Work required: Transcribe every entry word for word, leaving out all images.

Task input:

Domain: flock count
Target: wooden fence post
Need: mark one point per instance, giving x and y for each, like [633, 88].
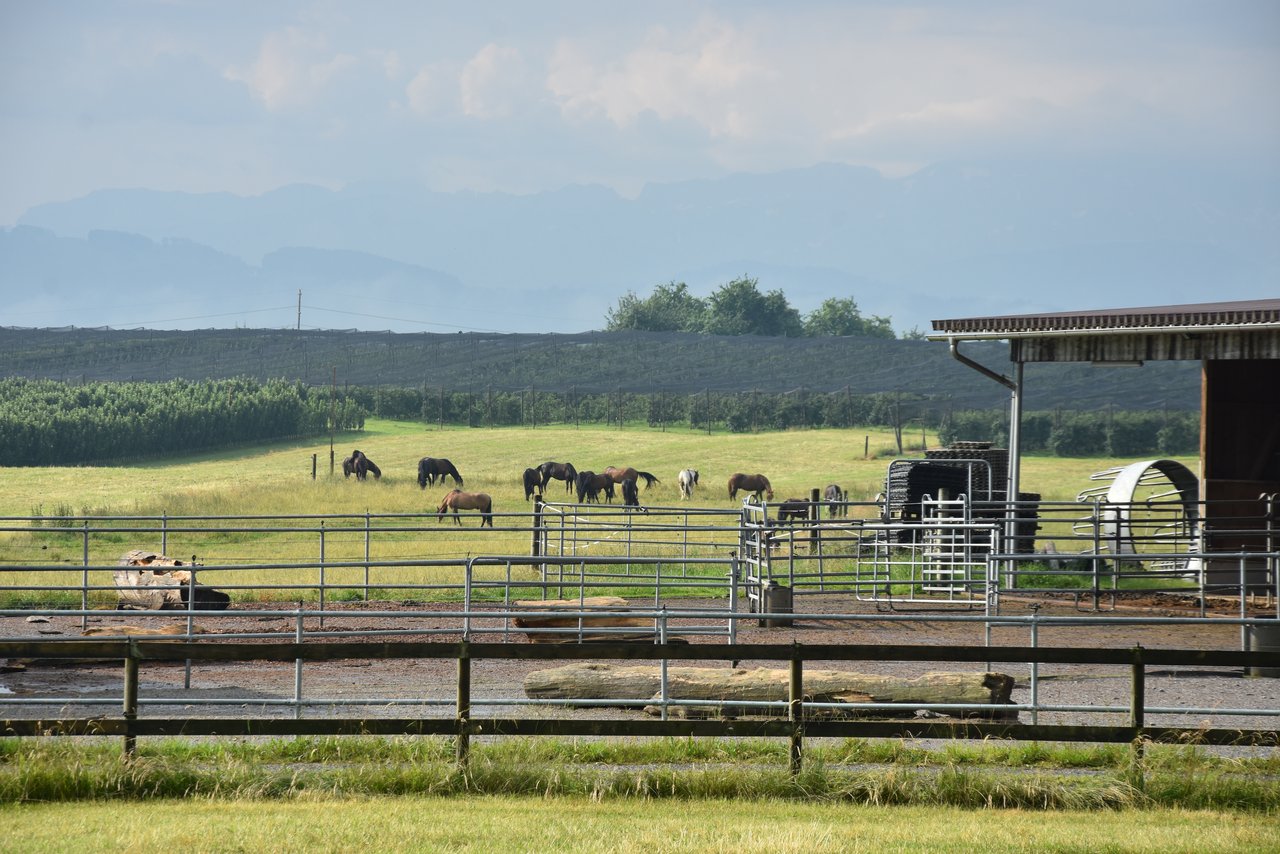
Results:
[795, 709]
[131, 703]
[1137, 718]
[464, 708]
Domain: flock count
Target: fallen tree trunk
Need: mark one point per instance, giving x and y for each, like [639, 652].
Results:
[644, 683]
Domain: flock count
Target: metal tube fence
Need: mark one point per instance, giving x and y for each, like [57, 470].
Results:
[955, 556]
[796, 718]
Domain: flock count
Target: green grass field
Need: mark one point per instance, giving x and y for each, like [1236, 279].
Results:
[275, 483]
[530, 823]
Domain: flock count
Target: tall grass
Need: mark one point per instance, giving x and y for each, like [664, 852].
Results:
[973, 776]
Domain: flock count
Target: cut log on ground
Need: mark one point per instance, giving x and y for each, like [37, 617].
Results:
[644, 681]
[150, 581]
[566, 628]
[114, 631]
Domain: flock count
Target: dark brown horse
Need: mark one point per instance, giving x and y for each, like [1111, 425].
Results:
[558, 471]
[357, 464]
[590, 485]
[457, 499]
[533, 482]
[631, 494]
[618, 475]
[432, 467]
[836, 498]
[754, 484]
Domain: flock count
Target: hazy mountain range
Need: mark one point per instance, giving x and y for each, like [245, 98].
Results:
[951, 241]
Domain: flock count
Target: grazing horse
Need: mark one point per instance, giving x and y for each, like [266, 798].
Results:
[458, 499]
[357, 464]
[631, 494]
[618, 475]
[432, 467]
[533, 482]
[590, 484]
[755, 484]
[835, 498]
[558, 471]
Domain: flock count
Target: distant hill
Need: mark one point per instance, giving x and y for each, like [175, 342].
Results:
[592, 361]
[954, 240]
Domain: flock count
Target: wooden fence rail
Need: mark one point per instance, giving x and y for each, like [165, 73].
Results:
[792, 725]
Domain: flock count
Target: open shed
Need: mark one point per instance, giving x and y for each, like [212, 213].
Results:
[1238, 346]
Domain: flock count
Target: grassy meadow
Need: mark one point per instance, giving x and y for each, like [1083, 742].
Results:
[274, 483]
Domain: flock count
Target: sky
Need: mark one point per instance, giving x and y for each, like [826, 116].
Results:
[513, 96]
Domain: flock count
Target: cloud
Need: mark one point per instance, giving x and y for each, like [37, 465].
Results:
[292, 68]
[707, 74]
[492, 83]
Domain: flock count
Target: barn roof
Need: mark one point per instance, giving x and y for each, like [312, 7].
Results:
[1205, 316]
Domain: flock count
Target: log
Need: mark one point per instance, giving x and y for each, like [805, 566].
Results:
[643, 626]
[644, 681]
[117, 631]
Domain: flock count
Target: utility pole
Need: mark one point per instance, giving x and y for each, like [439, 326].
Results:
[333, 397]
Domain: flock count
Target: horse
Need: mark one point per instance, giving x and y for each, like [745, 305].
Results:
[631, 494]
[533, 482]
[618, 475]
[558, 471]
[688, 479]
[755, 484]
[457, 499]
[432, 467]
[590, 484]
[835, 498]
[357, 464]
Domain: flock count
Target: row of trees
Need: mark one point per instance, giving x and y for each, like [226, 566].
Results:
[53, 423]
[1110, 433]
[50, 423]
[740, 309]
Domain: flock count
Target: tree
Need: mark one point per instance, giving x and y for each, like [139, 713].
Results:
[671, 307]
[840, 316]
[740, 309]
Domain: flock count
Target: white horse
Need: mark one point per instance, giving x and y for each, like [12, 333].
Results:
[688, 479]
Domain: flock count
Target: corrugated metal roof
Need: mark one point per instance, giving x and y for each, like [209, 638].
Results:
[1261, 314]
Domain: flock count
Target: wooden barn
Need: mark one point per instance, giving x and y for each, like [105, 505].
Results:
[1238, 346]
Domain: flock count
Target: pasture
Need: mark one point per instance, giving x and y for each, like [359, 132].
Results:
[275, 479]
[275, 483]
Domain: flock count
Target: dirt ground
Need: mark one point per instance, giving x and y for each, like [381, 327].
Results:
[1191, 695]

Solution for this task:
Domain: flock count
Target: wooden fence post
Need: mark one point per instance, giving x and y for each, like [633, 88].
Results:
[795, 709]
[131, 703]
[1137, 718]
[464, 708]
Domain: flock count
Target: fallen tree trunk
Need: mark one point per instance, giving x and y for each, like [639, 652].
Results:
[644, 683]
Domain: flock count
Target: metal tube fence
Need: mark one point per instance, giving x and y for each, like [57, 470].
Results:
[955, 556]
[796, 718]
Domain: flock count
Target: green grass field
Need: mark one point per instance, giving x and y for each, like [1236, 279].
Results:
[275, 483]
[530, 823]
Domain: flock count
Target: tall grass
Need: mark one point per instance, giving x and y for each, like [664, 852].
Results:
[973, 776]
Domain: flock count
Target: cut log on ground
Need: mark one point per instance, giving x and y for each, like [37, 617].
Results:
[644, 681]
[150, 581]
[566, 628]
[114, 631]
Domain: flock count
Target: dark brown horse
Need: mark one point per instance, giving x and y for each, like [1111, 425].
Results:
[558, 471]
[357, 464]
[590, 485]
[457, 499]
[533, 482]
[631, 494]
[618, 475]
[432, 467]
[836, 498]
[754, 484]
Domain: flock count
Target: hazy mountain range
Need: mark one point per instance, giving x and y for each, like [245, 98].
Results:
[951, 241]
Domain: flock count
Target: grazing horse
Need: mark one point per instance, giving x and y for each, like [266, 798].
Results:
[458, 499]
[357, 464]
[631, 494]
[618, 475]
[432, 467]
[533, 482]
[590, 484]
[755, 484]
[835, 498]
[558, 471]
Domain: flock count
Target: distant hill
Need: mark one point per instance, giving x and y for each, like [175, 342].
Results:
[592, 361]
[954, 240]
Domain: flock count
Target: wooden fence rail
Need: mark one point per instance, giving x and y for each, like [165, 73].
Results:
[792, 725]
Domain: flock count
Target: open shed
Need: mark one point per instance, giving x and y for each, like [212, 213].
Results:
[1238, 346]
Domain: flock count
Target: grassy meadow
Need: mark one point per instance, giving x and y for each, like [1083, 742].
Results:
[274, 483]
Domain: flock count
Target: sky
Need: mark one point per instance, giving x and y for each, like [826, 116].
Results:
[513, 96]
Domain: flock count
Target: cloud
Need: mark one point per instance, giving x and y for each, like [37, 465].
Results:
[292, 68]
[707, 74]
[492, 83]
Domain: flock count
Target: barn roof
Need: mark one point per instance, giving x and y for each, like [312, 7].
Results:
[1205, 316]
Domain: flock count
Target: log
Need: mark one point per instance, giving x and y for each, like [805, 566].
Results:
[643, 626]
[644, 681]
[117, 631]
Domain: flock count
Target: utility pole
Need: mark one point per instance, giving x and y for each, like [439, 326].
Results:
[333, 397]
Domain: flock count
Target: horse
Need: mark one point per instance, giving x and y for each, like [745, 305].
Results:
[631, 494]
[533, 482]
[618, 475]
[558, 471]
[688, 479]
[755, 484]
[457, 499]
[432, 467]
[590, 484]
[835, 498]
[357, 464]
Domain: flock count
Target: row of trees
Need: mark one point per instance, giving x and y for each, like [226, 566].
Results:
[53, 423]
[1110, 433]
[50, 423]
[740, 309]
Domain: flock count
Target: tree
Need: mark one point per instance, giving x and y for each, like [139, 713].
Results:
[671, 307]
[840, 316]
[740, 309]
Domain: flock count
Target: white horse
Need: mark one point per instance, giving x and y for each, like [12, 333].
Results:
[688, 479]
Domain: flock count
Target: corrugated metal roof
Need: mark one point per instance, giving x and y for each, like [209, 638].
Results:
[1261, 314]
Domain: flock count
Target: wooden barn
Need: mark one point per instance, giving x and y for each, like [105, 505].
Results:
[1238, 346]
Domain: flock count
Target: pasture
Need: mark one point per instance, giving x and y for each, like [359, 132].
Results:
[275, 479]
[275, 483]
Domain: flock count
Target: dirt ground
Need: mark one point per instance, giving x and y for each, like [381, 327].
Results:
[1191, 695]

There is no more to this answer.